═════ Document passage
A SAILOR is hoping to secure a place on a ‘brutal’ race that only takes place every two years.

Cris Miles, 59, has been ‘yearning’ to race in the Mini-Transat since 2013.

During that time, Cris recalls his wife Sheila asked him pragmatically if he could afford it?

The father-to-three daughters realised, without sponsorship, the answer was no.

Cris, who runs BOOM Sail, Power and Race Training, is part of a project - based at Conwy Marina. If successful in securing a place, the granddad believes it will be only the second time a Welsh boat has attempted the race.

“The race represents the ultimate challenge, of sailing, resilience and determination and for me will be the prize jewel in my enormously lucky richly experienced life,” he said.

North Wales Pioneer:

Cris at a prizegiving for the Scottish Islands Peaks Race (winner overall). Pictured (left) Cris with crew member James Mansell

“The next race is 2021. I will be 60 that year and if successful [in gaining a place], will be the second oldest to have ever made the start.

“The boat was brought from France before lockdown - a Classe Mini 6.50. Despite the diminutive size, these boats are faster than most speed boats in the right conditions, capable of speeds in excess of 20 knots.

“The race is a brutal test, with skippers only sleeping for 20 minutes at a time, and no luxuries on board including - no toilet.

“It’s a team thing - It’s not just about sailing the boat.”

While the race is single handed, Cris said he does have other members on the shore team who make up his team including his wife and two sailing friends, Jonathan Simpson and Nick Pridding, helping with logistics, technical issues, nutrition and tactics.

The skipper, of Conwy, added: “It’s new to all of us and we’re helping each other along, the goodwill, it’s all voluntary and so energising.

North Wales Pioneer:

One of the boat being launched at Conwy Marina

“The project has attracted support from a number of companies, but has a long way to go to get the funding for a full campaign.”

Before even getting to the start line, each competitor must qualify. This involves a 1,000 nautical mile solo passage, followed by 1,500 miles of racing.
══════════
What to work on
1. In the article about the sailor's Mini-Transat bid, what type of boat was brought from France before lockdown?
2. Which areas does the article about the sailor's Mini-Transat bid say the shore team helps with?
3. Can you reproduce the part of the Mini-Transat article from "Cris at a prizegiving" to "of 20 knots." word for word?
═════ Collected data
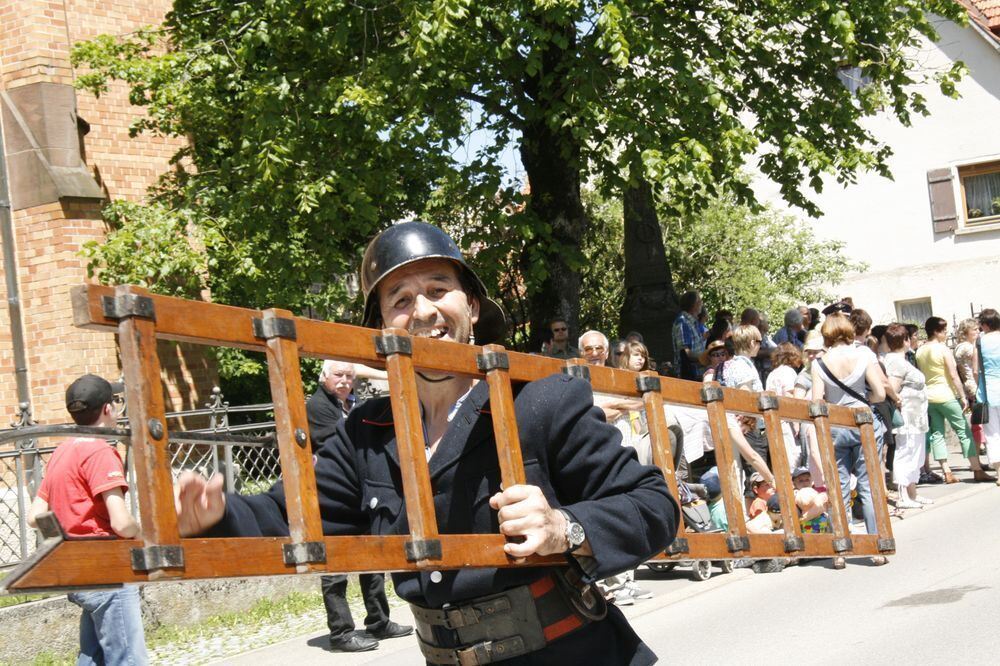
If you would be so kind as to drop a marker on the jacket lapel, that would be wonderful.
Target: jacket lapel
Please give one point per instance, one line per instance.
(471, 426)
══════════
Expected responses
1. A Classe Mini 6.50.

2. Logistics, technical issues, nutrition and tactics.

3.
Cris at a prizegiving for the Scottish Islands Peaks Race (winner overall). Pictured (left) Cris with crew member James Mansell

“The next race is 2021. I will be 60 that year and if successful [in gaining a place], will be the second oldest to have ever made the start.

“The boat was brought from France before lockdown - a Classe Mini 6.50. Despite the diminutive size, these boats are faster than most speed boats in the right conditions, capable of speeds in excess of 20 knots.